• YOUR ASSIGNMENT: Edit the stretch of the listing from its start through the line containing "42L115 40V44H124L126 35L122", replacing "rough mask" with "coarse mask" and leaving everything else unchanged. Omit the pictures from your answer.

• EXTRACTED MATERIAL:

──────────

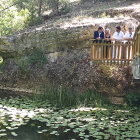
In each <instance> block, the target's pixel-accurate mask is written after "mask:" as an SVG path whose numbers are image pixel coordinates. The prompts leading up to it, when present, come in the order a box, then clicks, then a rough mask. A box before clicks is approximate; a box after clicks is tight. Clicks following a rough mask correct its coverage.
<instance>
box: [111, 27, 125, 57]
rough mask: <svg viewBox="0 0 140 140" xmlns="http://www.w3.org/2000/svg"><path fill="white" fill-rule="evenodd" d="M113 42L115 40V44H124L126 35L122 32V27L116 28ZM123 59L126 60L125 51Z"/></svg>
mask: <svg viewBox="0 0 140 140" xmlns="http://www.w3.org/2000/svg"><path fill="white" fill-rule="evenodd" d="M113 40H114V42H115V43H117V42H123V40H124V33H123V32H122V31H121V27H120V26H117V27H116V32H115V33H114V35H113ZM114 48H115V47H114V46H113V58H114V57H115V56H114ZM123 50H124V48H123ZM115 55H116V58H117V55H118V47H117V48H116V54H115ZM123 58H124V51H123Z"/></svg>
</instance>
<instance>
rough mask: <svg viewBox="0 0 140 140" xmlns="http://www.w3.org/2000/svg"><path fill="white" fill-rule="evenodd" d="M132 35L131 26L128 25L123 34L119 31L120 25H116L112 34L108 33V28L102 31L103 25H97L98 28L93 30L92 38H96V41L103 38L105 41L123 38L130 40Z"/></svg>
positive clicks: (122, 33) (115, 39) (108, 40)
mask: <svg viewBox="0 0 140 140" xmlns="http://www.w3.org/2000/svg"><path fill="white" fill-rule="evenodd" d="M133 36H134V32H133V31H132V27H129V29H128V31H127V32H126V33H125V34H124V33H123V32H122V31H121V27H120V26H117V27H116V31H115V33H114V35H113V36H112V35H111V34H110V30H109V29H105V31H104V29H103V27H99V28H98V30H97V31H95V32H94V39H96V41H98V40H99V41H101V40H103V39H104V40H105V41H107V42H112V41H115V42H122V41H124V40H132V39H133Z"/></svg>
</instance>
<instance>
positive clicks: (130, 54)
mask: <svg viewBox="0 0 140 140" xmlns="http://www.w3.org/2000/svg"><path fill="white" fill-rule="evenodd" d="M133 37H134V32H133V31H132V27H129V28H128V32H126V34H125V36H124V40H126V41H125V43H126V44H128V42H131V41H132V39H133ZM130 50H131V51H130V58H131V57H132V46H131V47H130ZM126 56H127V58H126V59H128V58H129V57H128V48H127V55H126Z"/></svg>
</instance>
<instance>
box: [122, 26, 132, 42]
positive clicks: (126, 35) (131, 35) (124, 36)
mask: <svg viewBox="0 0 140 140" xmlns="http://www.w3.org/2000/svg"><path fill="white" fill-rule="evenodd" d="M133 36H134V32H133V31H132V27H129V28H128V32H126V34H125V36H124V40H127V41H131V40H132V39H133Z"/></svg>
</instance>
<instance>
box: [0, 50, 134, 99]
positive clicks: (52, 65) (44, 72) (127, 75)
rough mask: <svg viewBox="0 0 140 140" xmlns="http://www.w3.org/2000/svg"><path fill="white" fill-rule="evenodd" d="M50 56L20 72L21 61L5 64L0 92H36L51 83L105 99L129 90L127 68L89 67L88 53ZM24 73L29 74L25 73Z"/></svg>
mask: <svg viewBox="0 0 140 140" xmlns="http://www.w3.org/2000/svg"><path fill="white" fill-rule="evenodd" d="M54 55H56V56H55V57H54V58H55V59H53V56H54ZM54 55H52V54H49V55H47V56H48V57H49V58H48V59H49V60H48V62H47V63H46V64H44V65H43V67H42V68H41V67H40V65H39V64H38V63H36V64H34V65H28V64H26V63H25V66H24V68H23V70H21V69H20V67H19V66H18V65H17V64H18V62H20V61H21V60H23V58H21V59H19V60H14V59H9V60H7V61H6V62H5V66H4V67H2V68H1V73H0V83H1V88H2V87H4V88H6V87H11V88H19V89H24V90H40V87H41V86H43V85H47V84H48V83H52V82H54V83H58V84H65V85H68V86H73V87H75V88H76V89H78V92H81V93H82V92H84V91H86V90H88V89H92V90H96V91H98V92H100V93H102V95H104V96H109V97H111V96H124V95H125V93H126V92H127V91H128V89H129V88H130V85H131V81H132V68H131V67H130V66H120V67H117V66H90V63H89V61H90V49H84V50H67V51H65V52H59V53H55V54H54ZM50 56H51V57H50ZM24 59H25V58H24ZM26 59H27V58H26ZM25 62H26V61H25ZM28 70H30V72H29V73H26V72H27V71H28Z"/></svg>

──────────

• THE COMPLETED TASK:
In each <instance> block, the target's pixel-accurate mask is written after "mask:" as an SVG path whose numbers are image pixel coordinates. The prompts leading up to it, when present, come in the order a box, then clicks, then a coarse mask. A box before clicks is approximate; a box after clicks is tight. Clicks following a coarse mask correct its coverage.
<instance>
box: [111, 27, 125, 57]
coarse mask: <svg viewBox="0 0 140 140" xmlns="http://www.w3.org/2000/svg"><path fill="white" fill-rule="evenodd" d="M113 42L115 40V44H124L126 35L122 32V27L116 28ZM123 59L126 60L125 51Z"/></svg>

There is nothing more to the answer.